### Using the information
A - Answer these from the text about Kelsborrow Castle:
(i) What object was recovered from the site in the 19th century?
(ii) Which two other hill forts form a small cluster with Kelsborrow?
(iii) To what height does the high ground immediately east of Kelsborrow Castle rise?
B - Carry on the text about Kelsborrow Castle from the point where it stops.

### Text block
Iron Age hillfort in Cheshire, England

Kelsborrow Castle is an Iron Age hill fort in Cheshire, northern England. Hill forts were fortified hill-top settlements constructed across Britain during the Iron Age. It is one of only seven hill forts in the county of Cheshire and was probably in use for only a short time. In the 19th century, a bronze palstave was recovered from the site. It is protected as a Scheduled Ancient Monument.

==Location==
Although there are over 1,300 hill forts in England, most are concentrated in southern England, and there are only seven in Cheshire. Along with Eddisbury and Oakmere, Kelsborrow forms a small cluster of Iron Age hill forts within 3 mi of each other, near the Mouldsworth Gap, a break in the central ridge that runs north–south through Cheshire. The hill forts at Eddisbury and Oakmere lie to the north-east and east respectively. Kelsborrow Castle is located at , 400 ft above sea level. The site overlooks the Cheshire Plain to the west, south-west, and south. There is high ground immediately to the east of Kelsborrow Castle, rising to a height of 500 ft.

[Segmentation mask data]
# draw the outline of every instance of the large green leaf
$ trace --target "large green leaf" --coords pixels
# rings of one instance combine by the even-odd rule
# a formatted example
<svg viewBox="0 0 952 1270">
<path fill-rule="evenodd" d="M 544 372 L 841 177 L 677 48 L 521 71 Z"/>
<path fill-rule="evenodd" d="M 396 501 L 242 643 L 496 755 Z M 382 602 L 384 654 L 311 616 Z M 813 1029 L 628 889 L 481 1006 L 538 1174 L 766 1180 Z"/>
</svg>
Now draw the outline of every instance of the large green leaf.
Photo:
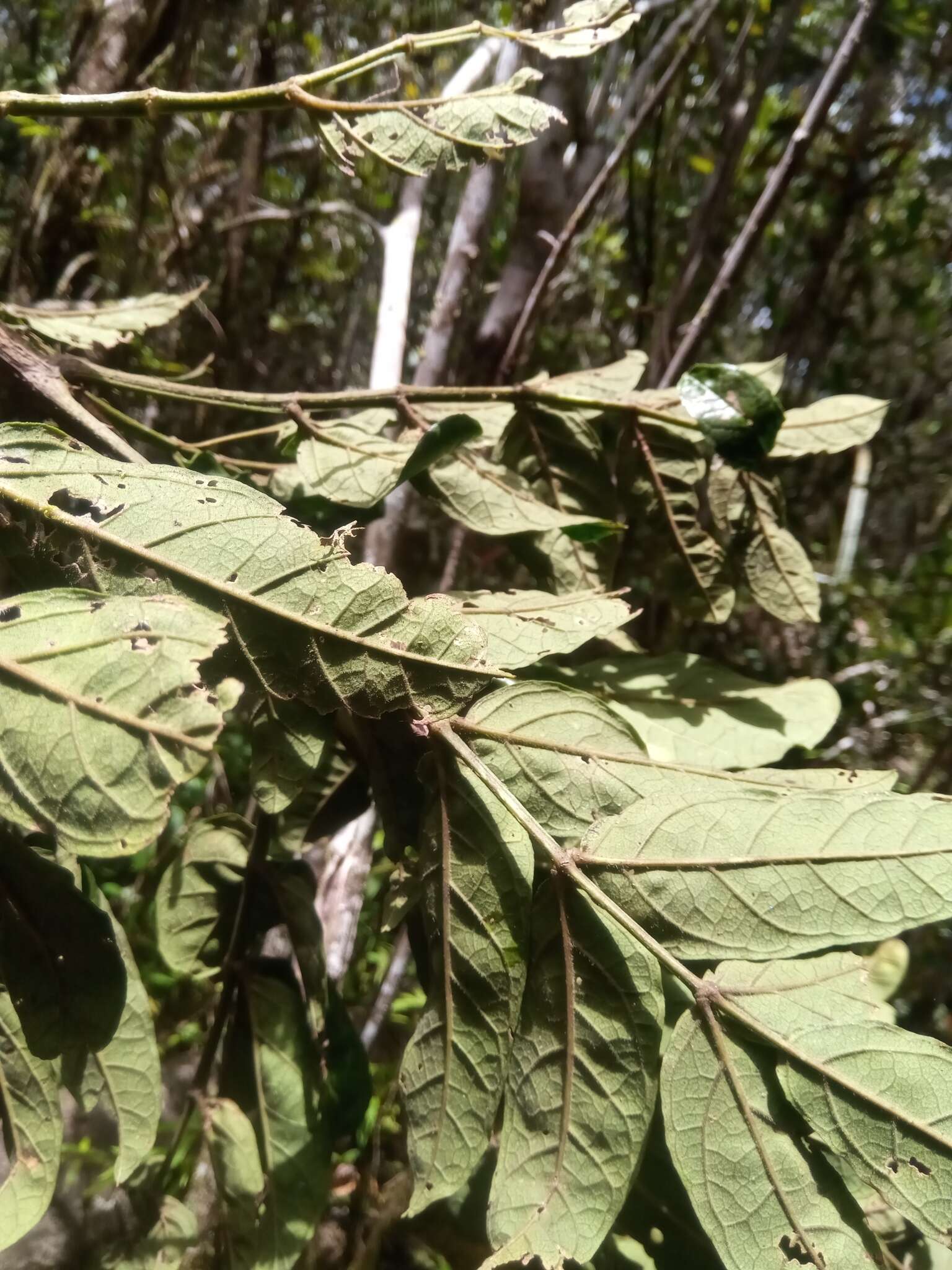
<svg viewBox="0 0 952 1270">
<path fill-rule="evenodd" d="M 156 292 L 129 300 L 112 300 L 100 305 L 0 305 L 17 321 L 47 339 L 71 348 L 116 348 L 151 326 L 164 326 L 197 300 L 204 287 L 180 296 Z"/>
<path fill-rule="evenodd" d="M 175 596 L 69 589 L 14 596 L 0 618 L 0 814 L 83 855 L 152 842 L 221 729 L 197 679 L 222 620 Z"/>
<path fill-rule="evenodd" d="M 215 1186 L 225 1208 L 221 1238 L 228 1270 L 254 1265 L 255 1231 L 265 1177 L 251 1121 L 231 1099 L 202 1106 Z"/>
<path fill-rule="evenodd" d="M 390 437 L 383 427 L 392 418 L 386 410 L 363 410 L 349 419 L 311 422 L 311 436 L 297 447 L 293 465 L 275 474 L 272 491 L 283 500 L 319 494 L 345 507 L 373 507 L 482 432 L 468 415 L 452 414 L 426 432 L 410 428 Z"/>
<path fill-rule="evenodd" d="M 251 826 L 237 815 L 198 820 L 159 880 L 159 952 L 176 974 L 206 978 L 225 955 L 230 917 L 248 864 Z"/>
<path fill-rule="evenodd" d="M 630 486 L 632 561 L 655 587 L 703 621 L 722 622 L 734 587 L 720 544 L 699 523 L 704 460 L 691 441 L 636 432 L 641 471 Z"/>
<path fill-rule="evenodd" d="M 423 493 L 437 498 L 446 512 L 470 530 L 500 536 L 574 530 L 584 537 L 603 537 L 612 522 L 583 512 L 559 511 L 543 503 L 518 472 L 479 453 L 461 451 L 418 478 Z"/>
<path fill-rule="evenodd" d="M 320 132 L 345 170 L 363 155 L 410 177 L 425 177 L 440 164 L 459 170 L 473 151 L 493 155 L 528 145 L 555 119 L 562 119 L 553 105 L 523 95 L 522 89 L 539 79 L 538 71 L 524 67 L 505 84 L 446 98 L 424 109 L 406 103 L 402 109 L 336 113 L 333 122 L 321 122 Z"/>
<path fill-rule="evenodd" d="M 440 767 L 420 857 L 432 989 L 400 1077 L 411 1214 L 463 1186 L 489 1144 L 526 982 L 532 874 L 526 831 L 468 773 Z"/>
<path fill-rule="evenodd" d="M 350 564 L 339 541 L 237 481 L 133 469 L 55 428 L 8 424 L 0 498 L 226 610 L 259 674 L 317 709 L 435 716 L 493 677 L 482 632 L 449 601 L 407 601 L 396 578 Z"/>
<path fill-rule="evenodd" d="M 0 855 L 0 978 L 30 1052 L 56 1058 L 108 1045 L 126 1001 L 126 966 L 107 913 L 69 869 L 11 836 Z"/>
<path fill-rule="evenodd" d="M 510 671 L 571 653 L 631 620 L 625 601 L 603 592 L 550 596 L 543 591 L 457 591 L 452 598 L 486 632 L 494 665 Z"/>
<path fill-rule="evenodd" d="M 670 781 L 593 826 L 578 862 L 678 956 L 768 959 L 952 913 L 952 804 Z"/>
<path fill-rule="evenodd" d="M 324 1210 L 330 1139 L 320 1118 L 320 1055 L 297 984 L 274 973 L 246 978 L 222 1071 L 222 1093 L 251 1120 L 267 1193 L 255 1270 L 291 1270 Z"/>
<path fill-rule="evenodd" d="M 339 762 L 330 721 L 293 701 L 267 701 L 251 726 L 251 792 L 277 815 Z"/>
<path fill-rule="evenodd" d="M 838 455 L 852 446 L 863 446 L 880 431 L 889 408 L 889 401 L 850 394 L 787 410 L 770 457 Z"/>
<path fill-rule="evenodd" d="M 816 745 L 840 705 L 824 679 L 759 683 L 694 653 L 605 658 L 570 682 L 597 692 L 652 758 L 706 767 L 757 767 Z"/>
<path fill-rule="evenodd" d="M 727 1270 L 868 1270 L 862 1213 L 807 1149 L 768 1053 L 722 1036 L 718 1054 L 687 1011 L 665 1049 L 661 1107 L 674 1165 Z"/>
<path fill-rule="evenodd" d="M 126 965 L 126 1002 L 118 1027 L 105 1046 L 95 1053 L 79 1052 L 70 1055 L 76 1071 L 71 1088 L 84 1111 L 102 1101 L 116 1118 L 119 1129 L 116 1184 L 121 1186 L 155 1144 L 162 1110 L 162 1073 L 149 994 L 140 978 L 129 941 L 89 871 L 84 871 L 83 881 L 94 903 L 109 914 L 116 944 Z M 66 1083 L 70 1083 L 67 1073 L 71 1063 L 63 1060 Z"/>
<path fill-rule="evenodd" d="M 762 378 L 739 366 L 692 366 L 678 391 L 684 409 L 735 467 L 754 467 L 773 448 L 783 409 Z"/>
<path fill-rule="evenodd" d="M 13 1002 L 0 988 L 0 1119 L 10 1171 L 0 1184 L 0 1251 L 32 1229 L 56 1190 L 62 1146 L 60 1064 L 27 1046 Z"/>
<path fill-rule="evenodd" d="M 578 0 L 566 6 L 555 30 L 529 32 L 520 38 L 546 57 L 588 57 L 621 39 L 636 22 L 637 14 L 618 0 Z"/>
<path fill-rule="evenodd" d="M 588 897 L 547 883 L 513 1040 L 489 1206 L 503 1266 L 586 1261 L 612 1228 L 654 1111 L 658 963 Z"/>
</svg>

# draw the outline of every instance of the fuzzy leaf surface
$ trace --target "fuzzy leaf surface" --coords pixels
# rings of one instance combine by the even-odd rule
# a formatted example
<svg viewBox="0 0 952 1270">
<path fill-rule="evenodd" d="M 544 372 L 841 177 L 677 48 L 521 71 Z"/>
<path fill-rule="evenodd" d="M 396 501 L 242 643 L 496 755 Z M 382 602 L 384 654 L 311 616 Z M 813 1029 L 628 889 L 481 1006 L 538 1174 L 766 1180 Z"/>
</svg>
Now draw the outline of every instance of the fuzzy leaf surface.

--

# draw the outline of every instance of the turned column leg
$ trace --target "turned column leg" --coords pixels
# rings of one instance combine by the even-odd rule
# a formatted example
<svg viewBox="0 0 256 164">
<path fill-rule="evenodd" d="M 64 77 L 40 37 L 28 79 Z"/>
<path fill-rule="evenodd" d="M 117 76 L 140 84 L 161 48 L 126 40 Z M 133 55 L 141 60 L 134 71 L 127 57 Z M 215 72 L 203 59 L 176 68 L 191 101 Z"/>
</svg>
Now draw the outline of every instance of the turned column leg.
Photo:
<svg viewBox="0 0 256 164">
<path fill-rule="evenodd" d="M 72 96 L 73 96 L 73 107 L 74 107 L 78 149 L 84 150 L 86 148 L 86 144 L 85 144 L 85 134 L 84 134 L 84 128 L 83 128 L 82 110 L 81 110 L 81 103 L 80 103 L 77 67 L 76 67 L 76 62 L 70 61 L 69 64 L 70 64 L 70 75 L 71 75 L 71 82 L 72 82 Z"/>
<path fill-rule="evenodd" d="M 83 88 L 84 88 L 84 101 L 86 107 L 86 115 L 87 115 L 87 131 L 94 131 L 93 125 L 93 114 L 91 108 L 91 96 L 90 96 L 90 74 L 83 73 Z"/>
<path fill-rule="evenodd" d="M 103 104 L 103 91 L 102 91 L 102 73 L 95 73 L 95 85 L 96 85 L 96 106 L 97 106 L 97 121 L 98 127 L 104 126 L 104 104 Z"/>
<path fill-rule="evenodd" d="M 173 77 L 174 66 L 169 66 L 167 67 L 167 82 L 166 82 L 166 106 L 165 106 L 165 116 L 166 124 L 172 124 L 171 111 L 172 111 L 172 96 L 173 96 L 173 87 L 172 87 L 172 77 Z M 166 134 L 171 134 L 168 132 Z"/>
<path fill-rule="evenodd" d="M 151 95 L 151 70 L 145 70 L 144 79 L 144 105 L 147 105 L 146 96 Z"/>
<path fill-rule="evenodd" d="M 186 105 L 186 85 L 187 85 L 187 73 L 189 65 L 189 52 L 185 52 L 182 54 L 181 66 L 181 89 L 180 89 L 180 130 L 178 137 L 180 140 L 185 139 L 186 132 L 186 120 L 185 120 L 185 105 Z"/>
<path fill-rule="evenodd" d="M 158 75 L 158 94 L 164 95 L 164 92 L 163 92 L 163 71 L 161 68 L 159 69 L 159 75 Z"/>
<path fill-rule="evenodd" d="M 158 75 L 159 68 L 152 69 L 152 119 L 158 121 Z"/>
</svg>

* * *

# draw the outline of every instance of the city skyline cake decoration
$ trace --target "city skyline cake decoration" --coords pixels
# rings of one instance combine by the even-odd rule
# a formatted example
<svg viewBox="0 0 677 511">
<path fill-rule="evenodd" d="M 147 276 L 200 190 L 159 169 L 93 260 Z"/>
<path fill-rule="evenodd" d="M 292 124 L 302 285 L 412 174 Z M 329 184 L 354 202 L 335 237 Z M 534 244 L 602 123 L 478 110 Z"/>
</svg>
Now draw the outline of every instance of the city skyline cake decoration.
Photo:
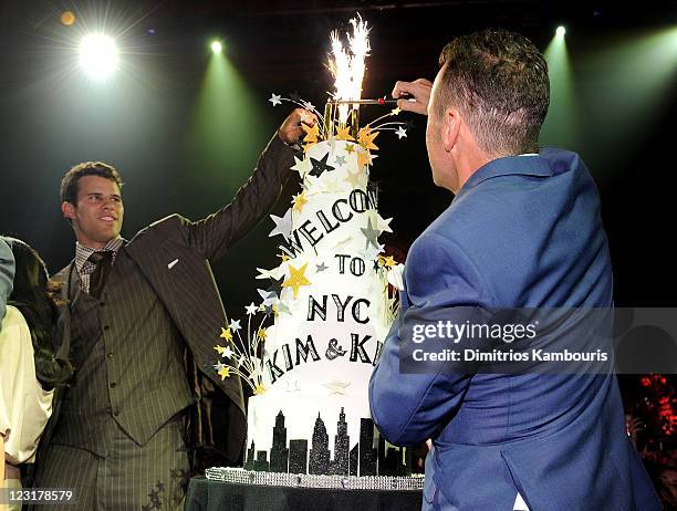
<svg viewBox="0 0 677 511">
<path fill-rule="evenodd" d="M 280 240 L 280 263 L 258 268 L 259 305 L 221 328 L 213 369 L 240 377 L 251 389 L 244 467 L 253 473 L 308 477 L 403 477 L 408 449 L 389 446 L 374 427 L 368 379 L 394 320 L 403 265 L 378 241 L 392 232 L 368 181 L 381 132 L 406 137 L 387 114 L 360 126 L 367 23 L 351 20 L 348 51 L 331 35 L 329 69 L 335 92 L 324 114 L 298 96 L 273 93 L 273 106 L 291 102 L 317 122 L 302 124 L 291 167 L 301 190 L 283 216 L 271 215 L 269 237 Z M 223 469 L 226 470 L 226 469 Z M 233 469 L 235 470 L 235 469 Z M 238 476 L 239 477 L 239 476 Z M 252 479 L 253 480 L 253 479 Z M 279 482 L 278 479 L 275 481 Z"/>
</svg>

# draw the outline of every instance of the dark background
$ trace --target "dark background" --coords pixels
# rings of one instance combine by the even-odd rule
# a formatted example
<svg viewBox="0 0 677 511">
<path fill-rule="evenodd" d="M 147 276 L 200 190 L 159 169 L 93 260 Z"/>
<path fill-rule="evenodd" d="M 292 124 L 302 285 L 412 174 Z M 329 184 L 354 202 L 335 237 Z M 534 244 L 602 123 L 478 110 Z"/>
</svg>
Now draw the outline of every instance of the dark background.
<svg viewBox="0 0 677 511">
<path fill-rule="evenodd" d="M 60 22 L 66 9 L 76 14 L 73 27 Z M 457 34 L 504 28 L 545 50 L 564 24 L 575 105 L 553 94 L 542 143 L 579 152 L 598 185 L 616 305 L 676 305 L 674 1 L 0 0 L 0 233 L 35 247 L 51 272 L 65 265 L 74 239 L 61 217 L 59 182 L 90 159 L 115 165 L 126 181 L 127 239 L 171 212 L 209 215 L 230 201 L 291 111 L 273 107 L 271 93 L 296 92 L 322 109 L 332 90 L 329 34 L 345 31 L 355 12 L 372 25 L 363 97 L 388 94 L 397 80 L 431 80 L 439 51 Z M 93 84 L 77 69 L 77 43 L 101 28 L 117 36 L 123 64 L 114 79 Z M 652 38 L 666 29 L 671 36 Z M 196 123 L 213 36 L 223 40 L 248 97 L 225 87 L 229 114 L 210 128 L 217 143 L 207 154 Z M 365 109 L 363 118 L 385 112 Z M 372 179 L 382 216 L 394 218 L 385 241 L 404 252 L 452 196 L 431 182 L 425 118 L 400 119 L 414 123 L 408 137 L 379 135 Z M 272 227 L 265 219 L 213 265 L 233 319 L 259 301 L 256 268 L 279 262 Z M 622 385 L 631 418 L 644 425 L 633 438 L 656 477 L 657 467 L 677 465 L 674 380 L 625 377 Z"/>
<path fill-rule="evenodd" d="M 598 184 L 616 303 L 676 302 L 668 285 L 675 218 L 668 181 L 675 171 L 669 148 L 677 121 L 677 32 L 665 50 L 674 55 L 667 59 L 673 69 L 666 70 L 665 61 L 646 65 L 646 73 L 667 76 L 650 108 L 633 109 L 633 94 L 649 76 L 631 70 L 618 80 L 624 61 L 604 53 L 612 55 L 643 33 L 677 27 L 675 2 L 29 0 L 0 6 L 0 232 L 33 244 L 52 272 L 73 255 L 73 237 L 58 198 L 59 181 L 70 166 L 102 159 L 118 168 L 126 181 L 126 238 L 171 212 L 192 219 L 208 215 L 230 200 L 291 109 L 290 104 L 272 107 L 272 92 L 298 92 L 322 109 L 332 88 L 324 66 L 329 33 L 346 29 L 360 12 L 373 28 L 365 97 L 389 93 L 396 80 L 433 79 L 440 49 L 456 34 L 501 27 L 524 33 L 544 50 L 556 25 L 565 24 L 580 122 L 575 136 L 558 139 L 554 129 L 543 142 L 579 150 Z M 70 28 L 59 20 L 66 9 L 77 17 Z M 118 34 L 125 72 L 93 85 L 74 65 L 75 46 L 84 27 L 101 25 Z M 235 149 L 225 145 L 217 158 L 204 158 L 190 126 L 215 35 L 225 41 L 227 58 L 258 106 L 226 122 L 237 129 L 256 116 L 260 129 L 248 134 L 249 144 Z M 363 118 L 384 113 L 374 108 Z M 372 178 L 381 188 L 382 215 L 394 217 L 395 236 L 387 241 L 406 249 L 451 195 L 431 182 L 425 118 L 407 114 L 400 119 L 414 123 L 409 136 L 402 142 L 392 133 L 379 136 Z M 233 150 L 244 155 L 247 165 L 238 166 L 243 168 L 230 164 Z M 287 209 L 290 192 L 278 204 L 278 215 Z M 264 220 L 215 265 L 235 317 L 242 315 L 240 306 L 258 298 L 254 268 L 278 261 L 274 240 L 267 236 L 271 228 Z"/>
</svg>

### Results
A -
(i) A bronze palstave.
(ii) Eddisbury and Oakmere.
(iii) 500 ft.

B -
==Layout==
As well as being a hill fort, Kelsborrow Castle is a type of promontory fort, as it exploits the natural steep slopes of the area to create a defensive site. The site is surrounded by an artificial bank and ditch, although there is a gap in the ditch for around 400 ft in the west. This is probably because the ground slopes sharply away where there is no ditch. The best surviving parts of the bank are 6 ft high, and the distance between the outer edge of the ditch and the inner edge of the rampart is 100 ft. The defences cover 1.75 acre, and enclose an area of 7.25 acre. The entrance of the fort is probably in the south-east. Multivallate (more than one series of earthworks) forts are common in southern England; that Kelsborrow Castle is single vallate (i.e. it has only one ditch and bank) means it is probably a one-phase site, indicating it would only have been used for a short time. The hill fort is similar in typology to the hill forts at Bradley, and Oakmere, in Cheshire, and Castercliff and Portfield in Lancashire.

==Preservation and current state==
Geophysical surveys and small-scale archaeological excavations in 1973 and 1996 indicated that there may be structures such as storage pits buried within the hill fort. The site is part of wider agricultural land and suffers erosion from vehicles and livestock movement. Animal burrows and the spread of bracken also pose a threat to the site. Although the site is designated as "at low risk", a more recent survey has suggested changing it to "at high risk" because of activities such as ploughing at Kelsborrow Castle. Five of the hill forts in Cheshire have been assessed as being "at high risk" compared to 15% of North West England's Scheduled Monuments.